* [Directions] Each entry must appear again exactly as it does in the source.

==============================

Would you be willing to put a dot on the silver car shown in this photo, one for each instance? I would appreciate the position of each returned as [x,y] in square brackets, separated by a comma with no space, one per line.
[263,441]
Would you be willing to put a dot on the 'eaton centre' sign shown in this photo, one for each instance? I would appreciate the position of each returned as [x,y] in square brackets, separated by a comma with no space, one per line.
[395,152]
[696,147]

==============================

* [Task solution]
Would you be willing to put a dot on the silver car shown in this photo, one for each instance? I would appreciate the position of each returned as [x,y] in square brackets, separated by a comma with no space, one per line.
[263,441]
Would you be willing to put a dot on the 'eaton centre' sign shown in this photo, one for each instance? I would appreciate the position of each returned as [x,y] in square brackets, separated by a comma with no space, one per line.
[395,152]
[696,147]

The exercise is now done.